■ Work to be completed
Retype the material below. Keep every word exactly as it is.

Location annotation dataset excerpts
::::::
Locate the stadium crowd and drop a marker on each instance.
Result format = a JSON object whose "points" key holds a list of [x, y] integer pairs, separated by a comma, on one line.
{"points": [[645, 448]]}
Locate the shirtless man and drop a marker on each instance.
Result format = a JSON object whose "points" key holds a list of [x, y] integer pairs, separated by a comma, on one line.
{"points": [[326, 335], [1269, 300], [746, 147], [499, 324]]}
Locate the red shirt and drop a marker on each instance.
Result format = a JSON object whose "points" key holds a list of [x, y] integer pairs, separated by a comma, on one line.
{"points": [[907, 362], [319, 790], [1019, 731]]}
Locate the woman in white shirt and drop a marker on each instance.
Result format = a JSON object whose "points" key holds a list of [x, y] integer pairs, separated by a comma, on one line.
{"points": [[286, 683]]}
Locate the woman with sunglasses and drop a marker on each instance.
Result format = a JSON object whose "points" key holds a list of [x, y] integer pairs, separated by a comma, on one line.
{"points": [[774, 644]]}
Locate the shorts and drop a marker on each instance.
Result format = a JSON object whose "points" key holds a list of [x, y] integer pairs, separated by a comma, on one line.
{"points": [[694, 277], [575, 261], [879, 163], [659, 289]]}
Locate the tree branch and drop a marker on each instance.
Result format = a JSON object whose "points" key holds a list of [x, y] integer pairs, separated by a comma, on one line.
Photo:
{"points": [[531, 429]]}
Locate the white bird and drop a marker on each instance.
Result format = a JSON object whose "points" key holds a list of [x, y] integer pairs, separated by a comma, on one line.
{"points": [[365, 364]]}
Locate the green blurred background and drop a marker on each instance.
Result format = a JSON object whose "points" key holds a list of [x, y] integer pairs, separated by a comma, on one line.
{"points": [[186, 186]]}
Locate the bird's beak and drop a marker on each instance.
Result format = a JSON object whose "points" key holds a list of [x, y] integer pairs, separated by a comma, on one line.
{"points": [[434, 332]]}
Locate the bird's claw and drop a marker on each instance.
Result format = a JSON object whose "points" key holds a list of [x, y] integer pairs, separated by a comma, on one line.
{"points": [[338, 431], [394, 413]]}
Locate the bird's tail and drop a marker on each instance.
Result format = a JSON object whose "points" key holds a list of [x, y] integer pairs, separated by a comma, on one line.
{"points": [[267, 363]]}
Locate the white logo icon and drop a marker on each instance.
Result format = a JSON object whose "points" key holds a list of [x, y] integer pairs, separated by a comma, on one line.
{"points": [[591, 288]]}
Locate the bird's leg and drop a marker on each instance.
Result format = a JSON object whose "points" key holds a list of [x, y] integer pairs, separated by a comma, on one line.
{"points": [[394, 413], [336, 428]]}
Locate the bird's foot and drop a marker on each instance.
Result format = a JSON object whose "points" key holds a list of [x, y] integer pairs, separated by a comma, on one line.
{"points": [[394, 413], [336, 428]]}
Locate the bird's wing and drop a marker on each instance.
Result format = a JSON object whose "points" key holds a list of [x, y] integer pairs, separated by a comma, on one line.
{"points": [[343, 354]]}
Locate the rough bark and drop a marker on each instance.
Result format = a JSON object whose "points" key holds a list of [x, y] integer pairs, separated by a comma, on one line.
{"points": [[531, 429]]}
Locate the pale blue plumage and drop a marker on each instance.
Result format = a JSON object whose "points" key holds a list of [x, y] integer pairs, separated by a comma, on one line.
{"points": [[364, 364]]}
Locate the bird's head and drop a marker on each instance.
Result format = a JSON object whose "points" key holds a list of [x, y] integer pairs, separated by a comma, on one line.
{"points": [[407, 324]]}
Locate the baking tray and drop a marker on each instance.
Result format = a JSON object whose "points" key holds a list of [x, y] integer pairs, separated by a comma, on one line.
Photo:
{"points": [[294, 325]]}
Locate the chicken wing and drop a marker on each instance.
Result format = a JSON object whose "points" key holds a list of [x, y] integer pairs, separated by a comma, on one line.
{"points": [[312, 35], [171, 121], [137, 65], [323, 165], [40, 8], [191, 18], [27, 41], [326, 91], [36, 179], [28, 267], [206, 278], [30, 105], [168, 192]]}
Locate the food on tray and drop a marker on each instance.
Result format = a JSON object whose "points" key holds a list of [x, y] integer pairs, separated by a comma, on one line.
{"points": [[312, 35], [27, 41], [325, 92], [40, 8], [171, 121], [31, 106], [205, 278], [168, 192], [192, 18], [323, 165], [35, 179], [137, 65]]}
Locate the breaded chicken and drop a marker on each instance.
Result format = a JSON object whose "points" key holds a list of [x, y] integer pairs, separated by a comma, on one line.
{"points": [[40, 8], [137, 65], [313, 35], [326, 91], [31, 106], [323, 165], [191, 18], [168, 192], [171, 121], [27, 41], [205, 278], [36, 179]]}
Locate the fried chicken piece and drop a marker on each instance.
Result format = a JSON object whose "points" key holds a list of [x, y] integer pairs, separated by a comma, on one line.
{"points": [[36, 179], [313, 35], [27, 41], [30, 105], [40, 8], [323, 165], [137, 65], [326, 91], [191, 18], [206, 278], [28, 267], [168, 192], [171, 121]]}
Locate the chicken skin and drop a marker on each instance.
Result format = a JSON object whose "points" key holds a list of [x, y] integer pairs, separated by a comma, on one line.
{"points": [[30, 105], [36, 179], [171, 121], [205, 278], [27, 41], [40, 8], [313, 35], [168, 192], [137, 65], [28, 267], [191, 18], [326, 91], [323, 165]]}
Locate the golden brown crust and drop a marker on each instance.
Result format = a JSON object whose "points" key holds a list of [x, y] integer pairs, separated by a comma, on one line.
::::::
■ Reply to the exercise
Locate the stadium crowd and drop a marker on each instance.
Result format = a JSON object whose "points" key holds a list of [x, y] integer pairs, separated by a comma, on one line.
{"points": [[645, 448]]}
Locate the shirtless man and drop a marker on each instance.
Result format = a JSON object whose "points" key holds a list of [x, y] integer pairs, separated by a comma, on one line.
{"points": [[326, 335], [1269, 300], [746, 147], [499, 324]]}
Locate the red shirt and drop a marker on each instance.
Result format = a JSON object whose "points" key holds a list of [x, y] integer pairs, separated by a comma, on one line.
{"points": [[907, 362], [319, 790], [1019, 731]]}
Locate the woman in white shirt and drop a marker on each instance.
Result format = a JSON object whose "points" key holds a list of [x, y] integer pairs, separated by a comma, on one line.
{"points": [[286, 683]]}
Locate the woman with sunglasses and drop a marker on each instance.
Result format = a JSON object whose "points" key holds a list of [x, y] integer pairs, separated by a comma, on one line.
{"points": [[774, 644]]}
Locate the shorts and drop a marker on each instance.
Result format = a JSON object whose "points" key holds a list of [x, y] integer pairs, separated by a comma, on one line.
{"points": [[694, 277], [575, 261], [879, 163], [659, 289]]}
Locate the tree branch and drop a marker on each instance.
Result format = a JSON object whose "points" key holds a list of [x, y] integer pairs, separated by a comma, on one line.
Photo:
{"points": [[531, 429]]}
Locate the white bird and drop a marker on each instance.
Result format = a JSON object whose "points" key holds a list of [x, y] integer pairs, separated by a comma, on one line.
{"points": [[365, 364]]}
Locate the green blurred background and drop a marker on each instance.
Result format = a JSON object whose "points" key holds a list of [x, y] integer pairs, separated by a comma, on one line.
{"points": [[186, 186]]}
Locate the bird's beak and drop a marker on each instance.
Result format = a JSON object whose "points" key holds a list of [x, y] integer pairs, separated by a comma, on one line.
{"points": [[434, 332]]}
Locate the bird's claw and drop a marker on each instance.
Result format = a JSON object whose "points" key holds a list of [x, y] integer pairs, separated by a comma, on one line.
{"points": [[338, 431], [394, 413]]}
Locate the bird's tail and drop a marker on each instance.
Result format = a JSON object whose "points" key holds a list of [x, y] integer pairs, separated by a comma, on one line.
{"points": [[267, 363]]}
Locate the white logo icon and drop a marker on each instance.
Result format = a JSON object whose "points" key holds a list of [x, y] integer pairs, separated by a comma, on one line.
{"points": [[591, 288]]}
Locate the bird's leg and drop a marker on each instance.
Result format = a JSON object whose "points" key holds a list of [x, y] integer pairs, separated by a comma, on one line.
{"points": [[394, 413], [336, 428]]}
Locate the bird's foot and drop a marker on each instance.
Result format = a JSON object whose "points" key holds a list of [x, y] integer pairs, separated by a comma, on one line.
{"points": [[394, 413], [336, 428]]}
Locate the bird's wing and drop a marker on each instance.
Result format = a JSON object whose "points" key holds a list of [x, y] integer pairs, separated by a comma, on one line.
{"points": [[343, 354]]}
Locate the rough bark and drop a marker on each instance.
Result format = a JSON object whose "points" key holds a list of [x, y] integer pairs, separated by a comma, on one line.
{"points": [[531, 429]]}
Locate the pale blue plumage and drop a marker on each instance.
Result format = a JSON object whose "points" key holds a list of [x, y] integer pairs, separated by a comma, on one line.
{"points": [[364, 364]]}
Locate the bird's head and drop a marker on each instance.
Result format = a JSON object whose "points" key holds a list of [x, y] integer pairs, separated by a comma, on one line.
{"points": [[407, 324]]}
Locate the baking tray and drop a marker on each instance.
Result format = a JSON object whose "points" key holds a list of [x, y] integer pairs, separated by a comma, on one line.
Photo:
{"points": [[294, 325]]}
Locate the chicken wing and drop a marker on each instance.
Result format = a JSON object whose "points" key holds a list of [x, y] integer pairs, separated by a comma, on one line.
{"points": [[312, 35], [171, 121], [137, 65], [323, 165], [40, 8], [191, 18], [27, 41], [326, 91], [36, 179], [28, 267], [206, 278], [30, 105], [168, 192]]}
Locate the food on tray and drop a marker on each instance.
Result format = a JSON object whose "points" key holds a list of [x, y] integer pairs, separated by a comma, on one line.
{"points": [[312, 35], [27, 41], [325, 92], [40, 8], [171, 121], [31, 106], [205, 278], [168, 192], [192, 18], [323, 165], [35, 179], [137, 65]]}
Locate the breaded chicken and drop a marker on each instance.
Result format = a JSON object whose "points" key holds a list of [x, y] integer pairs, separated by a comma, on one line.
{"points": [[40, 8], [137, 65], [313, 35], [326, 91], [31, 106], [323, 165], [191, 18], [168, 192], [171, 121], [27, 41], [205, 278], [36, 179]]}
Locate the fried chicken piece and drop a marker on each instance.
Result format = a JSON object whose "points" key holds a list of [x, y] integer pairs, separated by a comma, on one line.
{"points": [[36, 179], [313, 35], [27, 41], [30, 105], [40, 8], [323, 165], [137, 65], [326, 91], [191, 18], [206, 278], [28, 267], [168, 192], [171, 121]]}
Locate the chicken skin and drop a marker on each instance.
Result format = a JSON object whose "points" key holds a list of [x, y] integer pairs, separated by a comma, on one line.
{"points": [[30, 105], [36, 179], [171, 121], [205, 278], [27, 41], [40, 8], [313, 35], [168, 192], [137, 65], [28, 267], [191, 18], [326, 91], [323, 165]]}
Locate the golden brown crust and drop a marker on each instance.
Result format = a JSON object whose "points" key holds a list of [x, y] integer pairs, separated by a comma, on one line.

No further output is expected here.